● Required tasks
• A. In the COPY FREEZE benchmarking thread, what kind of storage did the test server use?
• B. Continue the COPY FREEZE benchmarking thread from the point where it stops.

On 30.10.2020 03:42, Tomas Vondra wrote:
Hi,
I might be somewhat late to the party, but I've done a bit of
benchmarking too ;-) I used TPC-H data from a 100GB test, and tried
different combinations of COPY [FREEZE] and VACUUM [FREEZE], both on
current master and with the patch.
So I don't really observe any measurable slowdowns in the COPY part (in
fact there seems to be a tiny speedup, but it might be just noise). In
the VACUUM part, there's clear speedup when the data was already frozen
by COPY (Yes, those are zeroes, because it took less than 1 second.)
So that looks pretty awesome, I guess.
For the record, these tests were run on a server with NVMe SSD, so
hopefully reliable and representative numbers.
Thank you for the review.
A couple minor comments about the code:
2) I find the "if (all_frozen_set)" block a bit strange. It's a matter
of personal preference, but I'd just use a single level of nesting, i.e.

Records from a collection

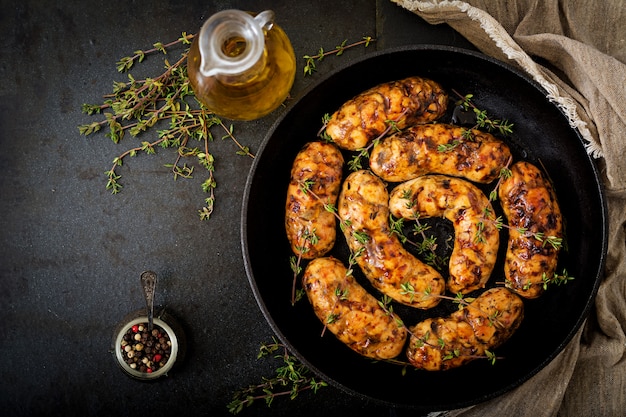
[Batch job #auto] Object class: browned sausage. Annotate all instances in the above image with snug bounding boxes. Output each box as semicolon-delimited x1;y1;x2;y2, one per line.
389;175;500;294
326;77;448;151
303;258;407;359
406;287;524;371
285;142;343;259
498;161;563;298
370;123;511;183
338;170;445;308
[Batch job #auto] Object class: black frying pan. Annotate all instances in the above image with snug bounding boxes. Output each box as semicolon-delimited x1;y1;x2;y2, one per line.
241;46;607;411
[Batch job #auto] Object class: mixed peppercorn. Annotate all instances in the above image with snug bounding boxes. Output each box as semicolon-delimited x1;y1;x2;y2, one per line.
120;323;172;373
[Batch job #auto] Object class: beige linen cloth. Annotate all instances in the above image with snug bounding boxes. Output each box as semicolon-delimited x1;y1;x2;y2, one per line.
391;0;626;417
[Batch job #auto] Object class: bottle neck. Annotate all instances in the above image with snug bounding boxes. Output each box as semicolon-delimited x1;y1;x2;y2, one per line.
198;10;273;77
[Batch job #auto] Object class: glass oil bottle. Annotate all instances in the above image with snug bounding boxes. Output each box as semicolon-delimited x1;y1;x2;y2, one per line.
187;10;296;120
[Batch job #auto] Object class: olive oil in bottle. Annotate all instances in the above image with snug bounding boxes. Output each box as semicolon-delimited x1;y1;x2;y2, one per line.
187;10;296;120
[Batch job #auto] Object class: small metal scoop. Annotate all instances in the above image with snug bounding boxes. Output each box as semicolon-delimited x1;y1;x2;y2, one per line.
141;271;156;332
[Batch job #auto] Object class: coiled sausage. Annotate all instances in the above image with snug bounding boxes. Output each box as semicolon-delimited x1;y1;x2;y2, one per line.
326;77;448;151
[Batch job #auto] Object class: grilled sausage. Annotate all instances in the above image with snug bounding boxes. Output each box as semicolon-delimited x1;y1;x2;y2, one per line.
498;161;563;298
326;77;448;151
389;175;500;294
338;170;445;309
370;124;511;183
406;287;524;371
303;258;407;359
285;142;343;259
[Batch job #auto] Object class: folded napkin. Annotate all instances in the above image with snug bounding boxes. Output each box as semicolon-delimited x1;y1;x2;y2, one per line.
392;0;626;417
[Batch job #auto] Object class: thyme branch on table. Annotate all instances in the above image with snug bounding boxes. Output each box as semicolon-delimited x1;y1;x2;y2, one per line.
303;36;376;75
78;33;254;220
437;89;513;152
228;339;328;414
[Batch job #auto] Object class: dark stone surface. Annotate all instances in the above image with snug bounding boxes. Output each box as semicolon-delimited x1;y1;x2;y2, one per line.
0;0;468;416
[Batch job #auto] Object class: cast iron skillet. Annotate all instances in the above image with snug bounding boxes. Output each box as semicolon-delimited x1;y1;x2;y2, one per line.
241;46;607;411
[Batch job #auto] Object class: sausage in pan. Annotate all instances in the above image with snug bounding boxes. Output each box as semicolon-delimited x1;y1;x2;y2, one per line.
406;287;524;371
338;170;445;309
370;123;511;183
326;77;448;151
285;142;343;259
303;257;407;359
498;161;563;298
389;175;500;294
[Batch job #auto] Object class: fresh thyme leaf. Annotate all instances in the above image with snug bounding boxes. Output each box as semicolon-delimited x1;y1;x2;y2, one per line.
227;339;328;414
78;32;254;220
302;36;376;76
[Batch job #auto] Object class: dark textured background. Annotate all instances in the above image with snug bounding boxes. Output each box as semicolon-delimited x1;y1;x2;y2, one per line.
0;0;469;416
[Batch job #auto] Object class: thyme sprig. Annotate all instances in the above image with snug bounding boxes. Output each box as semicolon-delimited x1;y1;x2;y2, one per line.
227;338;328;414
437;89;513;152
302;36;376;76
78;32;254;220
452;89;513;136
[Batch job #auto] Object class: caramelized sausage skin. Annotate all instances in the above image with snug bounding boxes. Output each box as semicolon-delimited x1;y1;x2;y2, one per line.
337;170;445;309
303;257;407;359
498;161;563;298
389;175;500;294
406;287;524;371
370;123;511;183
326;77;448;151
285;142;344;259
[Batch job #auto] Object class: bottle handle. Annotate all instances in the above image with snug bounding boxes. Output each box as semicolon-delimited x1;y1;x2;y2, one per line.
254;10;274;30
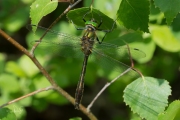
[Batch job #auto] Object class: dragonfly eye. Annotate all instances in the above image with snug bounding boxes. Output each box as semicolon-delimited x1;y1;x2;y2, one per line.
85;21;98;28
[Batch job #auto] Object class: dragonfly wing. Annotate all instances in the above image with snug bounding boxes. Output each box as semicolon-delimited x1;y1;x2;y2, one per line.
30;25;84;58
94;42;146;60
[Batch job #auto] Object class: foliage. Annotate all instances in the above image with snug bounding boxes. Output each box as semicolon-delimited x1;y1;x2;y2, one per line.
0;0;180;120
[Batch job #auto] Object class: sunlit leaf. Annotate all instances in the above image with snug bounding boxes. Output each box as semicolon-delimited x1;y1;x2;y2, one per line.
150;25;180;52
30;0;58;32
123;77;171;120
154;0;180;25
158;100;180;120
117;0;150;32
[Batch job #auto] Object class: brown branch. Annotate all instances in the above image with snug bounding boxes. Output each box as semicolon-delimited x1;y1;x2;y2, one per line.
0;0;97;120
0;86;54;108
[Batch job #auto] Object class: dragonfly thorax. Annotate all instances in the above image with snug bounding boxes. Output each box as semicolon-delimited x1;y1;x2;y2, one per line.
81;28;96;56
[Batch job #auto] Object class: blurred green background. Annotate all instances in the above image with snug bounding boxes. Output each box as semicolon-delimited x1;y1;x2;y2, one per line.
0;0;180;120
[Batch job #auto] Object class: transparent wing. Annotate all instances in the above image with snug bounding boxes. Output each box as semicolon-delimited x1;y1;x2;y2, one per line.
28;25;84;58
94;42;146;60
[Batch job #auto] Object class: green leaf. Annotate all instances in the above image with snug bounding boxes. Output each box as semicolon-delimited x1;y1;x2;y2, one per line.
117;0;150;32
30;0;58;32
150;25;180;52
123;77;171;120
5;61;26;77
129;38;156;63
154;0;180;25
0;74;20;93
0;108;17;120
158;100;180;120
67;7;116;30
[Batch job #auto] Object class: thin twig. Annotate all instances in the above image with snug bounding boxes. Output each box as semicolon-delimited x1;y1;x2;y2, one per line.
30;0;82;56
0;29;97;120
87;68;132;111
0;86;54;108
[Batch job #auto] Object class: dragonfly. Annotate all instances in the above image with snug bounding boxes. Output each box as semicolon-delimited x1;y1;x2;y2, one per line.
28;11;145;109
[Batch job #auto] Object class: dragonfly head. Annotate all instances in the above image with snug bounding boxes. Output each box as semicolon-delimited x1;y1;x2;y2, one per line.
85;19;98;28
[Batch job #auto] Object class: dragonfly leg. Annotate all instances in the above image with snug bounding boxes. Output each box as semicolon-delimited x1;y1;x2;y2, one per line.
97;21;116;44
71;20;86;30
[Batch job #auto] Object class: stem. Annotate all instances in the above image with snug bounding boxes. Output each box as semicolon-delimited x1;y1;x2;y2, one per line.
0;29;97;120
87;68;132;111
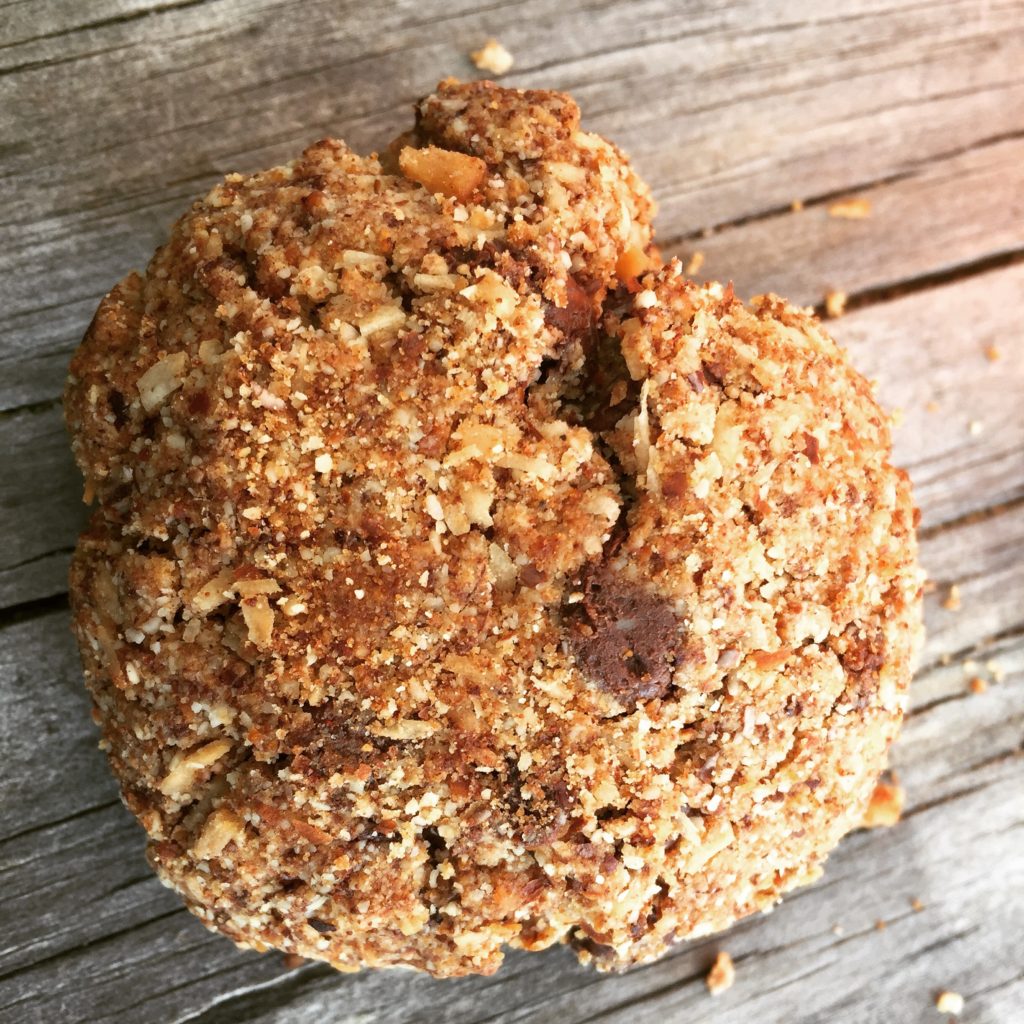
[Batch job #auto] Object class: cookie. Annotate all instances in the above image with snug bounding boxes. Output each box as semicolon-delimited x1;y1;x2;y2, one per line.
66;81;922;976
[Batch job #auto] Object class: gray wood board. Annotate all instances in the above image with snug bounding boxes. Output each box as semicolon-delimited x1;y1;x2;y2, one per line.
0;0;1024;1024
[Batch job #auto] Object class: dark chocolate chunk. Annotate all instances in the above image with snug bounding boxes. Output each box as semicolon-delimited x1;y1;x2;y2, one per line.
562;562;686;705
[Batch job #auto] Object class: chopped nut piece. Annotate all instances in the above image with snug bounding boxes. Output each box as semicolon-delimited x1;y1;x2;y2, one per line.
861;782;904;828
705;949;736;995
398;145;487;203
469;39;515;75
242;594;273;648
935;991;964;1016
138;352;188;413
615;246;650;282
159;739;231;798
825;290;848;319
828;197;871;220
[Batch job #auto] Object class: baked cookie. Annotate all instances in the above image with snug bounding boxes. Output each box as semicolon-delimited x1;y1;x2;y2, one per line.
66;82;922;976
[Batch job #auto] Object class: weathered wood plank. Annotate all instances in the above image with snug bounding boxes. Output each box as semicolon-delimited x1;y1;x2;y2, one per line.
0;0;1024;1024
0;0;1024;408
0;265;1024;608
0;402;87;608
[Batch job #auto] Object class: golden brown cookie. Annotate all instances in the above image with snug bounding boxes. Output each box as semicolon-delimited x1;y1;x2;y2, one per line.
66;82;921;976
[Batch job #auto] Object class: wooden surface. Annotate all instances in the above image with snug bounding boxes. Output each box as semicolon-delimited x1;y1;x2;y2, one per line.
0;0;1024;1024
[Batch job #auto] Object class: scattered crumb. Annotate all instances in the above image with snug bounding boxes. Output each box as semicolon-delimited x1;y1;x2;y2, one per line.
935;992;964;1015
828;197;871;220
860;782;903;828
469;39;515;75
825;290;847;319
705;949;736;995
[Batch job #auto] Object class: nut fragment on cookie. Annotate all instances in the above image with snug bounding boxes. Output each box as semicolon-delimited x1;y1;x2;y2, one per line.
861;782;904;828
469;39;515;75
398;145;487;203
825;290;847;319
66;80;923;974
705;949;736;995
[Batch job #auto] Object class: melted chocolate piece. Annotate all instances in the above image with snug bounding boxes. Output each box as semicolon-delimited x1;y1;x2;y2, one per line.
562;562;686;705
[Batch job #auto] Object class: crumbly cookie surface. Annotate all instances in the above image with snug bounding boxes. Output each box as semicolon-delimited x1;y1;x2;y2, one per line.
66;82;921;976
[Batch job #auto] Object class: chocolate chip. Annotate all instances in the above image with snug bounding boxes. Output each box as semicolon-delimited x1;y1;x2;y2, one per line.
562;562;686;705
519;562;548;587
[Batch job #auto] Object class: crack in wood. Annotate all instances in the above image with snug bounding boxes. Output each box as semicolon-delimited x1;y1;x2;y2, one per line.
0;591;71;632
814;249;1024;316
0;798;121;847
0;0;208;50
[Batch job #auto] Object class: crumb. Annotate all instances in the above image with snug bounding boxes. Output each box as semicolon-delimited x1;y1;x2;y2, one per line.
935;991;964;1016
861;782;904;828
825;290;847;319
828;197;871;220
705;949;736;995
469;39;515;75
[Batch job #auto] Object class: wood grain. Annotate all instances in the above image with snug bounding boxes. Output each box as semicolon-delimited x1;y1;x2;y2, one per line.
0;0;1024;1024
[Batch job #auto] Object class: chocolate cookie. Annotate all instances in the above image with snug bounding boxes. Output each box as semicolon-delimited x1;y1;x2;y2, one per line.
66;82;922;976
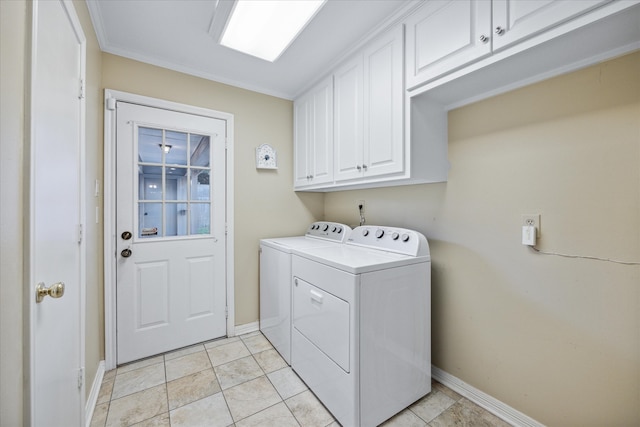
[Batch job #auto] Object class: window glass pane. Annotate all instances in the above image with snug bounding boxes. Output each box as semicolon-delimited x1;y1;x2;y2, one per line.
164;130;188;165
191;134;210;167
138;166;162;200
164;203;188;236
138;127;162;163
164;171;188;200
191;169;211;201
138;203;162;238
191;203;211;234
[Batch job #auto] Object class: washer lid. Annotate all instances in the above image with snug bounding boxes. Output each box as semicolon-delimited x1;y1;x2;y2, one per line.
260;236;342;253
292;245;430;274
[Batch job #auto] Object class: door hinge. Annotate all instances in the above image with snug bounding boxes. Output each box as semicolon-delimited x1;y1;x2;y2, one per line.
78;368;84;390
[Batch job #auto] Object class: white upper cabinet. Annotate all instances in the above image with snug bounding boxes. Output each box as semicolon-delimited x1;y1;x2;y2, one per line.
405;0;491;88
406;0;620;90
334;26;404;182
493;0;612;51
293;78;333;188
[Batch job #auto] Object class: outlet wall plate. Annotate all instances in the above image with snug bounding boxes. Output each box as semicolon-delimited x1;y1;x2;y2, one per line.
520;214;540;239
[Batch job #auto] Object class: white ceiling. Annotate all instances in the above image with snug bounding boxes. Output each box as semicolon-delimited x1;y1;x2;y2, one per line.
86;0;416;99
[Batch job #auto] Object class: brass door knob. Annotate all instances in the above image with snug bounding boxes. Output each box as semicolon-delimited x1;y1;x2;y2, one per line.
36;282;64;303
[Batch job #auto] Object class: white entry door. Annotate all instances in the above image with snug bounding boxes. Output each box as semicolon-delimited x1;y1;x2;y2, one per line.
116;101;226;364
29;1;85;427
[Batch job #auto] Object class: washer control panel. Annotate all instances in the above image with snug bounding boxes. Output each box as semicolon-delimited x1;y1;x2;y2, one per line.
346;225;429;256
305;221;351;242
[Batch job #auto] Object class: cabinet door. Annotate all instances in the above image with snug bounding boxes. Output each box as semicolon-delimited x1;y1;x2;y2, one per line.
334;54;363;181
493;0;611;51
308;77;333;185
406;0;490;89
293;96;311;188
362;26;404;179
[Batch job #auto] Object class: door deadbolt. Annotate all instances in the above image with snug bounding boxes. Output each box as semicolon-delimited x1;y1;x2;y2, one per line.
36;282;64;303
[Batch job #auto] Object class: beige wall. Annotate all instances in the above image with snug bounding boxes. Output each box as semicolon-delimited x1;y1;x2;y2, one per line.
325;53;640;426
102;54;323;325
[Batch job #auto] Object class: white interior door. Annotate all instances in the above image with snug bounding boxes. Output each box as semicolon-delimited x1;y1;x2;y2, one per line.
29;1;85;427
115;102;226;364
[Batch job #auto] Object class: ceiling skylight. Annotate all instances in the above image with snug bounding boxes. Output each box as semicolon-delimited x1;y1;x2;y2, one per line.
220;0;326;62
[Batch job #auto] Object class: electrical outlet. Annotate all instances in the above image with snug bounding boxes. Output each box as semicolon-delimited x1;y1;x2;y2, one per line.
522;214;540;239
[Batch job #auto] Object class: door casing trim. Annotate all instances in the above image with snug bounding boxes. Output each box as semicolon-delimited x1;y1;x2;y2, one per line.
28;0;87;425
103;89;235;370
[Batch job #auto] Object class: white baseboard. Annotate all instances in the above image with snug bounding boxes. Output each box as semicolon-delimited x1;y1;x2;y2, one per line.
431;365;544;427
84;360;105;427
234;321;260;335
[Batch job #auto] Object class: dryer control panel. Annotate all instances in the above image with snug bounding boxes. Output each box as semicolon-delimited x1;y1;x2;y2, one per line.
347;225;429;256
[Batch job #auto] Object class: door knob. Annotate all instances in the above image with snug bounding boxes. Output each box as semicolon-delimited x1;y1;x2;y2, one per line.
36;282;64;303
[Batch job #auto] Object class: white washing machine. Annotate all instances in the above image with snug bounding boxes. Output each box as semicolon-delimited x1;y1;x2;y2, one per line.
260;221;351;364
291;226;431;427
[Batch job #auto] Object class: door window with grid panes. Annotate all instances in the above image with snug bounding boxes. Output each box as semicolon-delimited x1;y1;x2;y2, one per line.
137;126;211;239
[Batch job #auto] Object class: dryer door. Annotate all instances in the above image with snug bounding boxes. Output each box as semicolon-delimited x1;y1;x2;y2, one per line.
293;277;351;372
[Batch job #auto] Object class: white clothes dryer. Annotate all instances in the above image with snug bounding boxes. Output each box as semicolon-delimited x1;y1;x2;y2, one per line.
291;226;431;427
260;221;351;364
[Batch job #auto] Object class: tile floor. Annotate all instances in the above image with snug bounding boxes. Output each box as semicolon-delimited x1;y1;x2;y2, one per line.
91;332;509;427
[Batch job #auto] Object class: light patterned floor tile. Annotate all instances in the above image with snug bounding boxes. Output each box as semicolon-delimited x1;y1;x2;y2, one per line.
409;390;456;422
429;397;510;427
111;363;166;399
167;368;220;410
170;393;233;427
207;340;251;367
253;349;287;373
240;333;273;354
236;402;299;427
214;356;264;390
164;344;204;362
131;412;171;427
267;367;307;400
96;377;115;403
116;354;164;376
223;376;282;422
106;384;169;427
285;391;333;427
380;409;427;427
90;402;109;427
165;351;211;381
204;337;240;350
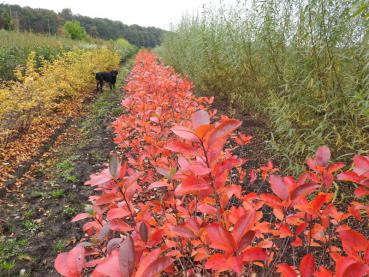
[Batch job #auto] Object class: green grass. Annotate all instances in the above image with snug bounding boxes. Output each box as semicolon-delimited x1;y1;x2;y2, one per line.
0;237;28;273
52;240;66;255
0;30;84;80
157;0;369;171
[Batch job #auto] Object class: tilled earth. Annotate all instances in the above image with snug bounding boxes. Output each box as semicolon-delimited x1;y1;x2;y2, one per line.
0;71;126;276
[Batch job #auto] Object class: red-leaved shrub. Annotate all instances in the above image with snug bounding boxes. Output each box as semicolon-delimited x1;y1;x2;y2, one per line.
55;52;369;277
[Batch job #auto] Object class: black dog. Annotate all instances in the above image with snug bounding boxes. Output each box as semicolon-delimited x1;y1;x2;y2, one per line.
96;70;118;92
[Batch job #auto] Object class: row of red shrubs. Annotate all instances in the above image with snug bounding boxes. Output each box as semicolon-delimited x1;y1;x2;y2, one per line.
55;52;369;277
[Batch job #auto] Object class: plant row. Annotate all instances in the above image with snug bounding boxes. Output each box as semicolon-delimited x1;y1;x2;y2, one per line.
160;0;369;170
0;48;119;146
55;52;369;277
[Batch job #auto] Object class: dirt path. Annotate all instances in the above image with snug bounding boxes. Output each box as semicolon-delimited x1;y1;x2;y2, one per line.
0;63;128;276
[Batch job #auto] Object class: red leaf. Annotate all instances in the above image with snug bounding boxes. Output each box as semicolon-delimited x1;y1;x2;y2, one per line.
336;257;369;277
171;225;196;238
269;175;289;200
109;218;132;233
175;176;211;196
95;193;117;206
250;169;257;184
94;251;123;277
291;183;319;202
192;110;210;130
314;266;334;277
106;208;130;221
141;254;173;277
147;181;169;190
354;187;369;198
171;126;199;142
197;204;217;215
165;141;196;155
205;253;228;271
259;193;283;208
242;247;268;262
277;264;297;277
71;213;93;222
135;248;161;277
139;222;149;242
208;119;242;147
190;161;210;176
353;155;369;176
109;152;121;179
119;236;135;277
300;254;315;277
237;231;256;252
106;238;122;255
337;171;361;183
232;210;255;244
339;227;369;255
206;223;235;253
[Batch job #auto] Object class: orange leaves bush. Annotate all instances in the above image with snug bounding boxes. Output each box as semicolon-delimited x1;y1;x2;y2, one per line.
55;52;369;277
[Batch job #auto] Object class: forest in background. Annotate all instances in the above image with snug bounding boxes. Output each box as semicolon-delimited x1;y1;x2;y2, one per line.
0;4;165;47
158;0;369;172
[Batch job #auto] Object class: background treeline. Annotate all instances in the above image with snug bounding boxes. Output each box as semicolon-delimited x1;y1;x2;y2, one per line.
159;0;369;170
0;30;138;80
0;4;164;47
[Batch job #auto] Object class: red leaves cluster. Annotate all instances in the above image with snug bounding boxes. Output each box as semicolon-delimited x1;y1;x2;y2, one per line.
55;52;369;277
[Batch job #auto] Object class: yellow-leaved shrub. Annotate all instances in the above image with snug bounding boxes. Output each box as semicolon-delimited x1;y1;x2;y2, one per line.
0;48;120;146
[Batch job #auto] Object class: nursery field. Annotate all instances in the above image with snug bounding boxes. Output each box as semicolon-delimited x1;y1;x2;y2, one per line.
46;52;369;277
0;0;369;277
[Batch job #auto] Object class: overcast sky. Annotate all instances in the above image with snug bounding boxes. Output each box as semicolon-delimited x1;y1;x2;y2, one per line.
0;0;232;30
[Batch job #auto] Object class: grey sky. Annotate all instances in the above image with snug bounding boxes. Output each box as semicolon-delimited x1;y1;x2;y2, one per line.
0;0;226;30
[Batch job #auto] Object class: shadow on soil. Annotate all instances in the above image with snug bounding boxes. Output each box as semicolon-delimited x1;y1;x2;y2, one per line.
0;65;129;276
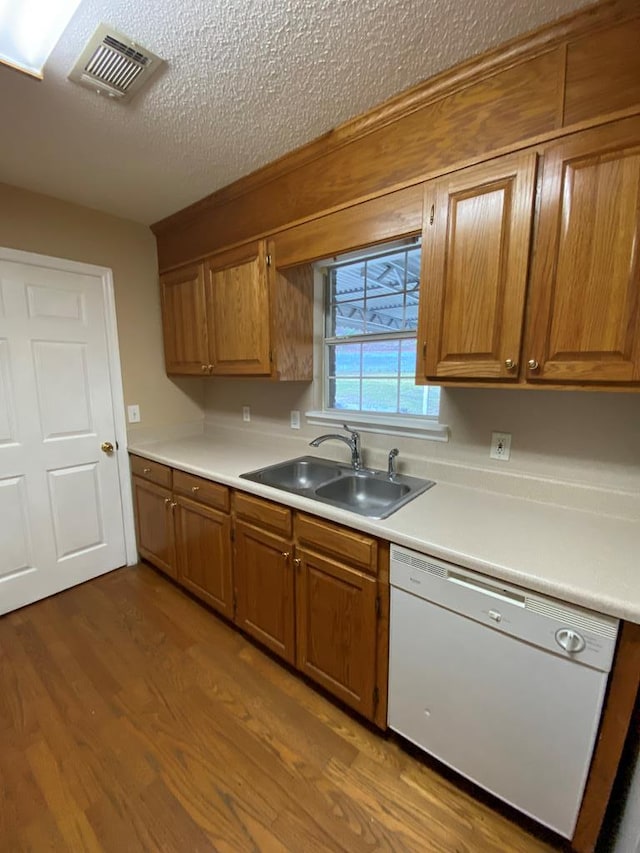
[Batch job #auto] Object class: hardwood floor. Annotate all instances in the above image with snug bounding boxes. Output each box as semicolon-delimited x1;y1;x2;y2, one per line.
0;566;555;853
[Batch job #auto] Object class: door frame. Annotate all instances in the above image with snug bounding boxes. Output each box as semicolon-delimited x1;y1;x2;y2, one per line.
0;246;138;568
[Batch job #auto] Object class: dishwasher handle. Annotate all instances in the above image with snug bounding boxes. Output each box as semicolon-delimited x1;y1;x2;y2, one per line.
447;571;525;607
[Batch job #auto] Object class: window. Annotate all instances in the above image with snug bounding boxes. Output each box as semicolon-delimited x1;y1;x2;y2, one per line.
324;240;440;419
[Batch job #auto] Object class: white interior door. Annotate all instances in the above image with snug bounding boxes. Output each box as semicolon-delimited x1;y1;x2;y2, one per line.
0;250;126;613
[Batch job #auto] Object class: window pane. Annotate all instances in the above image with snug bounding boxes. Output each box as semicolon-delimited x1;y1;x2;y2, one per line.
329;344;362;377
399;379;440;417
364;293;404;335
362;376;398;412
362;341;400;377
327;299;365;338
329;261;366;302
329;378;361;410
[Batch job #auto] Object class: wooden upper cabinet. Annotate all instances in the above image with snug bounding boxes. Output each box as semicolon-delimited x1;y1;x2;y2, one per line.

● The answers
• A. An NVMe SSD.

• B.
something like this:
/* if everything frozen, the whole page has to be visible */
Assert(!(all_frozen_set && !PageIsAllVisible(page)));
/*
* If we've frozen everything on the page, and if we're already
* holding pin on the vmbuffer, record that in the visibilitymap.
* If we're not holding the pin, it's OK to skip this - it's just
* an optimization.
*
* It's fine to use InvalidTransactionId here - this is only used
* when HEAP_INSERT_FROZEN is specified, which intentionally
* violates visibility rules.
*/
if (all_frozen_set &&
visibilitymap_pin_ok(BufferGetBlockNumber(buffer), vmbuffer))
visibilitymap_set(...);
IMHO it's easier to read, but YMMV. I've also reworded the comment a bit
to say what we're doing etc. And I've moved the comment from inside the
if block into the main comment - that was making it harder to read too.
I agree that it's a matter of taste. I've updated comments and left
nesting unchanged to keep assertions simple.
3) I see RelationGetBufferForTuple does this:
/*
* This is for COPY FREEZE needs. If page is empty,
* pin vmbuffer to set all_frozen bit
*/
if ((options & HEAP_INSERT_FROZEN) &&
(PageGetMaxOffsetNumber(BufferGetPage(buffer)) == 0))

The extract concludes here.